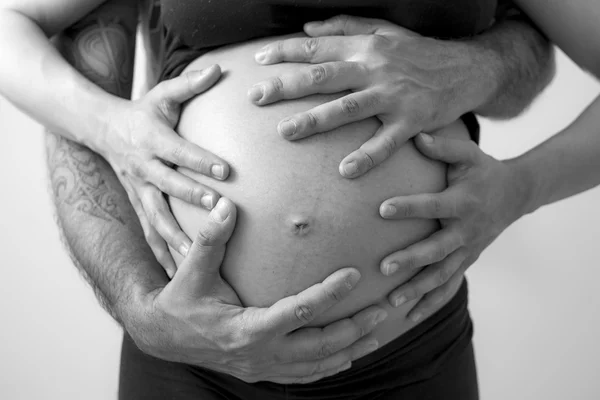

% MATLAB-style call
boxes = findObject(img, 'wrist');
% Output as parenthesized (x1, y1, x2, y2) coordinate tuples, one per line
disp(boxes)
(455, 37, 503, 113)
(504, 155, 541, 218)
(443, 38, 500, 114)
(87, 95, 131, 157)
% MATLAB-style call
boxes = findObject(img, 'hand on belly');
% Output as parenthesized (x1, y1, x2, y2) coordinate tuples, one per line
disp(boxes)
(168, 34, 470, 345)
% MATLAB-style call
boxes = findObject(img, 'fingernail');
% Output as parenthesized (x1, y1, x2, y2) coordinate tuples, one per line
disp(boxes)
(278, 119, 297, 138)
(255, 48, 268, 63)
(211, 164, 225, 179)
(419, 132, 434, 144)
(373, 311, 388, 325)
(380, 204, 396, 218)
(339, 361, 352, 372)
(384, 262, 399, 276)
(304, 21, 323, 30)
(411, 312, 423, 323)
(354, 340, 380, 360)
(361, 340, 380, 356)
(342, 161, 358, 177)
(210, 199, 229, 223)
(394, 295, 407, 307)
(345, 272, 361, 290)
(201, 194, 215, 210)
(179, 243, 190, 257)
(248, 85, 264, 103)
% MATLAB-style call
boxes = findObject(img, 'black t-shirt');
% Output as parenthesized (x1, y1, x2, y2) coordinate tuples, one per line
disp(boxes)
(159, 0, 499, 80)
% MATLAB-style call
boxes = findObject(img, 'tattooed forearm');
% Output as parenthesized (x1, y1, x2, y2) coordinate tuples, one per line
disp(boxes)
(47, 133, 125, 225)
(46, 0, 142, 320)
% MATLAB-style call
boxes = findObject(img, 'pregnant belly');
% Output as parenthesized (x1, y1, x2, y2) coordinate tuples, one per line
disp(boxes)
(169, 34, 469, 347)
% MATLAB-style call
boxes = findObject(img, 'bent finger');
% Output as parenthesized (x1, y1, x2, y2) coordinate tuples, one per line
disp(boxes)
(380, 229, 463, 276)
(339, 122, 414, 178)
(169, 198, 237, 293)
(155, 133, 229, 180)
(258, 268, 362, 336)
(249, 62, 367, 106)
(129, 183, 177, 276)
(140, 185, 192, 257)
(150, 65, 222, 112)
(415, 133, 481, 165)
(146, 161, 220, 209)
(255, 36, 355, 65)
(379, 191, 462, 220)
(277, 90, 383, 141)
(388, 249, 467, 309)
(279, 305, 385, 362)
(304, 14, 383, 36)
(406, 263, 467, 323)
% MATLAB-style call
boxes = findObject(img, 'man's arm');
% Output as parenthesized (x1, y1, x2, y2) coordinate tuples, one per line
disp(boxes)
(46, 0, 167, 323)
(470, 7, 555, 118)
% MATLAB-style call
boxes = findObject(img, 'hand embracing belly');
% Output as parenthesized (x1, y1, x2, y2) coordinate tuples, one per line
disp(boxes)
(169, 34, 469, 347)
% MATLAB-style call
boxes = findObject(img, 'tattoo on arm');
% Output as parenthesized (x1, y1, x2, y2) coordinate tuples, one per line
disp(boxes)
(47, 134, 125, 225)
(46, 0, 144, 319)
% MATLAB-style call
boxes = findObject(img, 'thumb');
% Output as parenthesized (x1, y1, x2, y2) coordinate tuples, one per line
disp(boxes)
(304, 15, 384, 36)
(149, 64, 221, 121)
(169, 197, 237, 294)
(414, 133, 480, 165)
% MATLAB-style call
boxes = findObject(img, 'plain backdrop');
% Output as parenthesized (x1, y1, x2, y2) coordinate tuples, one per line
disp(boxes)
(1, 44, 599, 399)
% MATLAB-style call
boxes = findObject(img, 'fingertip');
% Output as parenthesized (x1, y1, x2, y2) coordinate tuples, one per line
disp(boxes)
(211, 163, 229, 180)
(418, 132, 434, 144)
(209, 197, 236, 223)
(379, 203, 397, 219)
(339, 160, 360, 179)
(303, 21, 323, 33)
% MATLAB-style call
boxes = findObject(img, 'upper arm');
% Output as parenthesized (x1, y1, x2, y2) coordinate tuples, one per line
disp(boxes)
(514, 0, 600, 77)
(1, 0, 137, 37)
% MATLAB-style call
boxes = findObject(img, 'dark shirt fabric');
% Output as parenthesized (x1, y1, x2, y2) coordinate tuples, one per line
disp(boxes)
(159, 0, 500, 81)
(120, 281, 477, 399)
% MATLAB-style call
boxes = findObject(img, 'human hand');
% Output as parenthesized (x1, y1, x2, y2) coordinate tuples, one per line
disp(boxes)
(102, 64, 230, 266)
(130, 198, 387, 384)
(378, 133, 529, 322)
(251, 15, 488, 178)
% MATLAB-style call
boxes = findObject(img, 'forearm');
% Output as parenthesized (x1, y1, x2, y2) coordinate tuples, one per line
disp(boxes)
(459, 14, 555, 118)
(46, 133, 169, 323)
(45, 1, 167, 323)
(0, 3, 134, 152)
(511, 95, 600, 215)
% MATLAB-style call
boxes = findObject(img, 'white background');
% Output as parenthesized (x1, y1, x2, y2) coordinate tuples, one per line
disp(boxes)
(1, 48, 599, 399)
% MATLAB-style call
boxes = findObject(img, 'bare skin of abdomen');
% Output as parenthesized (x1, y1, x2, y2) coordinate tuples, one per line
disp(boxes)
(170, 34, 469, 349)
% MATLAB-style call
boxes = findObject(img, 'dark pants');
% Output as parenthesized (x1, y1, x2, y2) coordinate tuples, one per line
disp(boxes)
(119, 281, 477, 400)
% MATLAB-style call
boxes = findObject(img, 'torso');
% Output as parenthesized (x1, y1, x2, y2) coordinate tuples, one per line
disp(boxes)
(169, 34, 470, 348)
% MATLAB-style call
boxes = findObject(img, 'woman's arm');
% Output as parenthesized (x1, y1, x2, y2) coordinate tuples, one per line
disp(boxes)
(0, 0, 229, 259)
(511, 0, 600, 209)
(250, 11, 554, 178)
(379, 0, 600, 320)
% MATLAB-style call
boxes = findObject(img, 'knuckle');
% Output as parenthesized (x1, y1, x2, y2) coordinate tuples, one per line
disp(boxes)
(195, 226, 218, 246)
(270, 77, 284, 95)
(309, 65, 328, 85)
(398, 202, 413, 218)
(365, 35, 387, 52)
(426, 195, 443, 214)
(404, 254, 419, 270)
(435, 267, 451, 287)
(127, 157, 146, 179)
(381, 135, 397, 158)
(294, 302, 315, 323)
(316, 340, 336, 359)
(157, 98, 175, 119)
(341, 97, 360, 116)
(325, 286, 346, 302)
(303, 37, 320, 57)
(305, 111, 319, 130)
(171, 143, 185, 163)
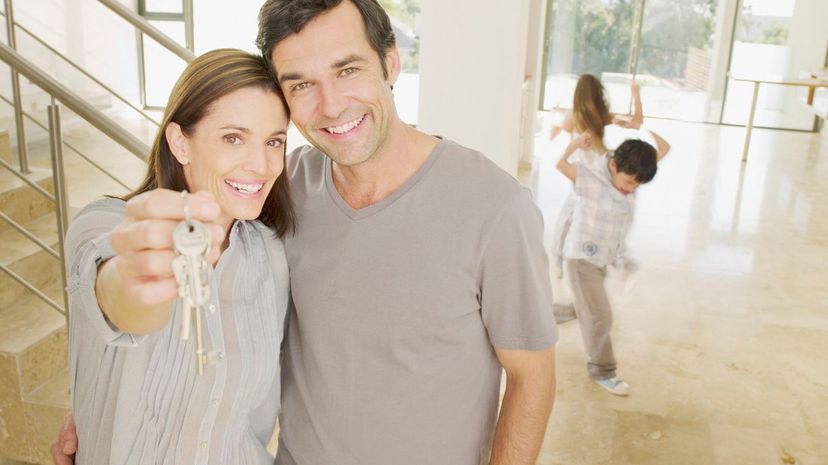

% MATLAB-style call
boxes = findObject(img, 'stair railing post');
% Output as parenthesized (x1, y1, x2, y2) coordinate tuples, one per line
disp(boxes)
(183, 0, 194, 52)
(4, 0, 29, 174)
(47, 103, 70, 321)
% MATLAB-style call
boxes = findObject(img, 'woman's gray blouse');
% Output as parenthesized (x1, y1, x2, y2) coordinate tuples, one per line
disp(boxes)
(65, 198, 288, 465)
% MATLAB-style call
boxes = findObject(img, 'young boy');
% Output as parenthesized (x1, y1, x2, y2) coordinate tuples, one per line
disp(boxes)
(553, 129, 670, 396)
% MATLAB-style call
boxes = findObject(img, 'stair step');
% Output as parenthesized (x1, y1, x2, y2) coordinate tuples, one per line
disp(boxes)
(0, 131, 11, 165)
(0, 214, 59, 265)
(0, 296, 66, 465)
(20, 135, 140, 210)
(22, 369, 70, 465)
(0, 214, 63, 311)
(23, 369, 69, 410)
(0, 167, 56, 234)
(0, 294, 65, 357)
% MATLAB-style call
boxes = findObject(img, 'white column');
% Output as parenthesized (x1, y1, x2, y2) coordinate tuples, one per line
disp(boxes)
(417, 0, 532, 176)
(519, 0, 549, 168)
(706, 0, 739, 122)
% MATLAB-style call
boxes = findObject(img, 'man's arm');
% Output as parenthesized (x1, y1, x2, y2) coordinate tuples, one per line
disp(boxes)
(50, 415, 77, 465)
(556, 132, 590, 182)
(489, 347, 557, 465)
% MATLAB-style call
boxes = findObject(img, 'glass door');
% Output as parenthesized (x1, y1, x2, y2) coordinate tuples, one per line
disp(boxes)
(635, 0, 724, 122)
(721, 0, 821, 130)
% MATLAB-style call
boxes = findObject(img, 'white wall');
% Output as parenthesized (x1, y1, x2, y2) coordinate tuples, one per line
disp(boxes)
(417, 0, 531, 176)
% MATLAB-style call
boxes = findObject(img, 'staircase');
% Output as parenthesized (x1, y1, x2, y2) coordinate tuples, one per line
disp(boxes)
(0, 114, 146, 464)
(0, 1, 195, 462)
(0, 130, 69, 465)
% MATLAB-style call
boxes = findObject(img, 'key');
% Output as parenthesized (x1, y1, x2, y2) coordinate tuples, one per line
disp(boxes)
(171, 255, 192, 340)
(172, 191, 213, 375)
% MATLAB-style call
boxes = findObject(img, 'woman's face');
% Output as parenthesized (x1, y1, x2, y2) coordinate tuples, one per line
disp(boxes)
(168, 86, 289, 231)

────────────────────

* **GOAL OF THE EXERCISE**
I need each line of the entries that holds the string "woman" located and copied.

* **YOUR SOLUTION**
boxes = findObject(img, 'woman's arm');
boxes = findObject(img, 'woman's gray blouse');
boxes = findObject(img, 'woman's face');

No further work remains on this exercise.